▶ _Task to carry out_:
Search the records below for the string "building" and copy each line where it turns up.

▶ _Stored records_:
========================
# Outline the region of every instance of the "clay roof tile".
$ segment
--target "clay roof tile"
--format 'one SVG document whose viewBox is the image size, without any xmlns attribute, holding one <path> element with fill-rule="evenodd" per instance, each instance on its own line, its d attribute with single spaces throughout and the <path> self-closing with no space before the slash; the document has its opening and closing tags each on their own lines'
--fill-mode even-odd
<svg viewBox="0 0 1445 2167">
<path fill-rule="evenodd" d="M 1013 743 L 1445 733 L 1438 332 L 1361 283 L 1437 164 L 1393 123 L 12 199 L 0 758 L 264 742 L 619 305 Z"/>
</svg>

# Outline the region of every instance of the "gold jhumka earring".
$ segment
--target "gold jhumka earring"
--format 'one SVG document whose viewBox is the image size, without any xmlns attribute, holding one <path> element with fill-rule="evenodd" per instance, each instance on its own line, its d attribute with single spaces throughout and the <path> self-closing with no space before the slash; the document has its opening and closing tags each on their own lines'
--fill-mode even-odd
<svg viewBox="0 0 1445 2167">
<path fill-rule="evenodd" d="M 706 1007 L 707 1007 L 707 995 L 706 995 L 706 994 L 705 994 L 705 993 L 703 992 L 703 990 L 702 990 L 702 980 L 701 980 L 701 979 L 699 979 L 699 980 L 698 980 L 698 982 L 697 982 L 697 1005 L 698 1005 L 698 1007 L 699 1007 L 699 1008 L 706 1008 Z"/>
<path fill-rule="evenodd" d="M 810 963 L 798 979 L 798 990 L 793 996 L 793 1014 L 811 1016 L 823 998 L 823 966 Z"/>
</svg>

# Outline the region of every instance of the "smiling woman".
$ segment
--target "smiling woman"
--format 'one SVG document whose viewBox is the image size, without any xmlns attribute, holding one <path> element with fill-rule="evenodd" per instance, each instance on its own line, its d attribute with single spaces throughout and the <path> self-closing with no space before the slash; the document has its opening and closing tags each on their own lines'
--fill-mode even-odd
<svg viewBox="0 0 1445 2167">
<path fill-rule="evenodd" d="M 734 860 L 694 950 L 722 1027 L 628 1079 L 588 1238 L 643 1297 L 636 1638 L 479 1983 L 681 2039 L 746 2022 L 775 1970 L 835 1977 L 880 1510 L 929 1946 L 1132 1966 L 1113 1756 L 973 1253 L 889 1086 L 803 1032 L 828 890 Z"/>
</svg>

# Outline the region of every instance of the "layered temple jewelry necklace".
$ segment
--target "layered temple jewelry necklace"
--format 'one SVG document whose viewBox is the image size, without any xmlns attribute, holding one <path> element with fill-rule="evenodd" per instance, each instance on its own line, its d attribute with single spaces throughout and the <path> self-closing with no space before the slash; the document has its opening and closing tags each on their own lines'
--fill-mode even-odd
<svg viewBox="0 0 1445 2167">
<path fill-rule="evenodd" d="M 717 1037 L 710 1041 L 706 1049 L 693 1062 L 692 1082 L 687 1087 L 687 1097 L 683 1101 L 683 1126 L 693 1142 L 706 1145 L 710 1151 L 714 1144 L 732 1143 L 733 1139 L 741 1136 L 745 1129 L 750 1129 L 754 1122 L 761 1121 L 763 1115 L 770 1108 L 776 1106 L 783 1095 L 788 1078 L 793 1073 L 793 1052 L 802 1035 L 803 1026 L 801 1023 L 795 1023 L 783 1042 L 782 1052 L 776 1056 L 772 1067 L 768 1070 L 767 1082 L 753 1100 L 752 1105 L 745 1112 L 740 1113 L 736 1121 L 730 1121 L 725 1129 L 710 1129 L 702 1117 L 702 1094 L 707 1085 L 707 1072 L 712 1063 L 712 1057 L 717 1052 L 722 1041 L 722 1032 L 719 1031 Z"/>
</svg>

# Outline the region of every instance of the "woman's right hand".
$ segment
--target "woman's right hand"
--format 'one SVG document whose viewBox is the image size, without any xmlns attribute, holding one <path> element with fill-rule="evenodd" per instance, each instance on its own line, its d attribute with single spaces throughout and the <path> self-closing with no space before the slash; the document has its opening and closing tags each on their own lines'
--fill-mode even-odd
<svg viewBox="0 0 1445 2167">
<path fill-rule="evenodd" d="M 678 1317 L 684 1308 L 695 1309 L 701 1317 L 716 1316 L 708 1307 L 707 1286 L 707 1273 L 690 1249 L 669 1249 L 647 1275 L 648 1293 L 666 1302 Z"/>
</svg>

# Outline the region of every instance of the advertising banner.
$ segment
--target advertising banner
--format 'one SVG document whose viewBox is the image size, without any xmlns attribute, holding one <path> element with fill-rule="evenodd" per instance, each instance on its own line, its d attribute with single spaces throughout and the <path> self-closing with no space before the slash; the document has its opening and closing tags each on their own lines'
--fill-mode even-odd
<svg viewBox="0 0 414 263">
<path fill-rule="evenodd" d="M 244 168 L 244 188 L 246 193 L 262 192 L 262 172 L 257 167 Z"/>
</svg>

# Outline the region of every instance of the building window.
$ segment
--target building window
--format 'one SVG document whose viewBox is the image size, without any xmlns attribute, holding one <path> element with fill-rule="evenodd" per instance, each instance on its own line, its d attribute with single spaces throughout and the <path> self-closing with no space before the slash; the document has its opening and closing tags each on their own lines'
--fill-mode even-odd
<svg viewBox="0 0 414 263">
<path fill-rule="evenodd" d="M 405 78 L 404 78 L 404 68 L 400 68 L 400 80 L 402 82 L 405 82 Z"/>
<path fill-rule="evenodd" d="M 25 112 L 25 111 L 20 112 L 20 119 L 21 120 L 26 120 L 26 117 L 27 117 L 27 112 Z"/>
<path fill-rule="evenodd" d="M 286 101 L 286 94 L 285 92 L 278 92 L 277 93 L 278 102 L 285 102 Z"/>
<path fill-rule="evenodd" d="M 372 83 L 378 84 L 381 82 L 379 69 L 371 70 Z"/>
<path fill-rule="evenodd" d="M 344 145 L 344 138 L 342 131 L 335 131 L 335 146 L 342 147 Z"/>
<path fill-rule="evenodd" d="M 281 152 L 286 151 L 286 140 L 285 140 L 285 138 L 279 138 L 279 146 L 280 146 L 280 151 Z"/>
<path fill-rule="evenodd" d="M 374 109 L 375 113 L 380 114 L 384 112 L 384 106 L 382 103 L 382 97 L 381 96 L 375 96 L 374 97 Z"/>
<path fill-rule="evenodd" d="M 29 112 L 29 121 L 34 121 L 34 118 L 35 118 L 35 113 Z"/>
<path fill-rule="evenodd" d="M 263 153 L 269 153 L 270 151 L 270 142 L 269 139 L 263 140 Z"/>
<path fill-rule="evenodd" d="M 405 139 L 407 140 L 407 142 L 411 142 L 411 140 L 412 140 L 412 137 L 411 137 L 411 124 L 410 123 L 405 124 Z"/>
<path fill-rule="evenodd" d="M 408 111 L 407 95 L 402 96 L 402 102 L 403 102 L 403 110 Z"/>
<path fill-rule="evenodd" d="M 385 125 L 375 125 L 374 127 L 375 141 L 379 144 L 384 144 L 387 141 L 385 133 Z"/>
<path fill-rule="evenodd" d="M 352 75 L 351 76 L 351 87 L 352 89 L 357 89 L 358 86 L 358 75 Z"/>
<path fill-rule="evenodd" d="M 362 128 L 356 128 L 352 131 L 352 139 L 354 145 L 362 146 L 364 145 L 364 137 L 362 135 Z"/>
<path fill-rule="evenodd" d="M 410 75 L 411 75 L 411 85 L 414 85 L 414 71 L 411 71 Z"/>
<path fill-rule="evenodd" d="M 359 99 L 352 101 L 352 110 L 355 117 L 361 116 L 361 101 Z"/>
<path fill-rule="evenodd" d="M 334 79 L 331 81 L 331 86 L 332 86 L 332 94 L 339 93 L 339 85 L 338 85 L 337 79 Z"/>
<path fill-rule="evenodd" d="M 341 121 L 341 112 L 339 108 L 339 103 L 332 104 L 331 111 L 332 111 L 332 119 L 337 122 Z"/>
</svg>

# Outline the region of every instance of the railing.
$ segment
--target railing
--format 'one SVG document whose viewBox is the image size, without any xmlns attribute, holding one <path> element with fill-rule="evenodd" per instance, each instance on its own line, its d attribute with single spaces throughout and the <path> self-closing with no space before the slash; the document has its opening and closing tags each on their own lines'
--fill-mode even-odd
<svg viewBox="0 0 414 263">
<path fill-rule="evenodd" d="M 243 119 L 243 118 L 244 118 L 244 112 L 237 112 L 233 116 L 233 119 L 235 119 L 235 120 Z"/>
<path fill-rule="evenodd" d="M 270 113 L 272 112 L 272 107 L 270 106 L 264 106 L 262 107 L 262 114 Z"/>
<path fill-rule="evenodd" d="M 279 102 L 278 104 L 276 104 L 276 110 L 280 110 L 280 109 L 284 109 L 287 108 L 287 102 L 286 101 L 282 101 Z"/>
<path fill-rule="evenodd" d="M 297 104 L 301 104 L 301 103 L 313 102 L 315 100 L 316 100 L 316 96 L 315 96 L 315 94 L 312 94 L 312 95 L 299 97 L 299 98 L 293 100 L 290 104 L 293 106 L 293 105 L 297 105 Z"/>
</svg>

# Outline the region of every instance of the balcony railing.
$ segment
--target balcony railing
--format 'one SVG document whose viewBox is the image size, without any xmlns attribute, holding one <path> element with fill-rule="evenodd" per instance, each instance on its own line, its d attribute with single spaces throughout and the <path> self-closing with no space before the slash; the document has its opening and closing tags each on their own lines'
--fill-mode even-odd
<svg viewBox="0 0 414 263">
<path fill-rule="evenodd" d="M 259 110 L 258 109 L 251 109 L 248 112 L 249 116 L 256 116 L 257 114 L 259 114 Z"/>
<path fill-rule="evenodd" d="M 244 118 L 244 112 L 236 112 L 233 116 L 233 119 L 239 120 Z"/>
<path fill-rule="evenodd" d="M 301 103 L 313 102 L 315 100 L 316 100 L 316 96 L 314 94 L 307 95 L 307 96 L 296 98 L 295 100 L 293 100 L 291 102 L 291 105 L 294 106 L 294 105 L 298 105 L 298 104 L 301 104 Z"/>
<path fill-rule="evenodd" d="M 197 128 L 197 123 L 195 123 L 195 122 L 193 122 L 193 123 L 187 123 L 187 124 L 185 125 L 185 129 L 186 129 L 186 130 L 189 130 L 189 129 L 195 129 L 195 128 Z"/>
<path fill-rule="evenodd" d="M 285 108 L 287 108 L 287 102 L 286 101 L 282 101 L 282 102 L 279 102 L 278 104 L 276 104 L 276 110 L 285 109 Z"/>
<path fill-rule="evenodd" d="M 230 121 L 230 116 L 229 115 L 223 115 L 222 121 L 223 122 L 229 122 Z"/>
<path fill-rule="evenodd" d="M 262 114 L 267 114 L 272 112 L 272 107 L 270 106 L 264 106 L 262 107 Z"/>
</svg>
========================
▶ _Solution for this exercise_:
# Outline the region of every instance of the building window.
--target building window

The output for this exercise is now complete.